## TEXTO PARA LEITURA
Ao invés de concentrar em aperfeiçoar a gestão do SUS e sua relação com os demais provedores já existentes, o governador Romeu Zema prefere estimular a disseminação de mais uma figura jurídica que não altera os principais entraves da saúde pública mineira. Nenhuma possibilidade de gestão nova ou moderna foi estimulada ou exigida pelo Estado frente aos seus “parceiros” históricos na prestação de serviços de saúde. 

A tentativa de desmentir durante as eleições a intenção de terceirização do Hospital Regional Antônio Dias apenas revela o que o governador Romeu Zema e o prefeito Luís Eduardo Falcão sabem da rejeição da proposta e mesmo assim querem insistir nesse modelo falido, corrupto e irresponsável. A insensibilidade desses gestores com os profissionais da saúde e toda a população da região noroeste de Minas Gerais não pode avançar sem que aja uma reação da sociedade organizada em defesa do nosso HRAD.  Como forma de resistência à proposta do governador e do prefeito, o Conselho Estadual de Saúde convovou a Secretaria Estadual de Saúde para dar explicações sobre o referido edital de seleção de Organizações Sociais para adminstrar o nosso Hospital Regional. Com esse intuito entramos com um requerimento através do deputado estadual Professor Cleiton para que sejam apresentados os estudos técnicos, sociais e gerenciais capazes de comprovar que não haverá́ comprometimento dos atendimentos e da gestão da saúde pública em nossa região.

## Dados de indicação por expressões referenciais
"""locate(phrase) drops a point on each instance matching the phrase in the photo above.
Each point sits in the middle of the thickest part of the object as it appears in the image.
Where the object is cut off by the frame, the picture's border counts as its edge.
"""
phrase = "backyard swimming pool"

## TAREFAS PROPOSTAS
[a] Transcreva do texto sobre o Hospital Regional Antônio Dias o trecho que começa em "Ao invés de" e segue até "serviços de saúde.".
[b] Prossiga o texto sobre o Hospital Regional Antônio Dias a partir da última frase apresentada.
Os itens não são necessários para realizar as tarefas.

## SUAS RESPOSTAS
[a]
Ao invés de concentrar em aperfeiçoar a gestão do SUS e sua relação com os demais provedores já existentes, o governador Romeu Zema prefere estimular a disseminação de mais uma figura jurídica que não altera os principais entraves da saúde pública mineira. Nenhuma possibilidade de gestão nova ou moderna foi estimulada ou exigida pelo Estado frente aos seus “parceiros” históricos na prestação de serviços de saúde.

[b]
Uma administração, municipal e estadual, que se diz técnica, espera-se que, ao menos consiga demonstrar a viabilidade do que se pretende fazer, não com slides repetidos, mas, com dados concretos e estudos técnicos sérios capazes de tranquilizar as pessoas e os servidores do Estado que, ano a ano, são injustiçados e perseguidos como se fossem eles, e não os gestores, os pilares da crise que vivemos.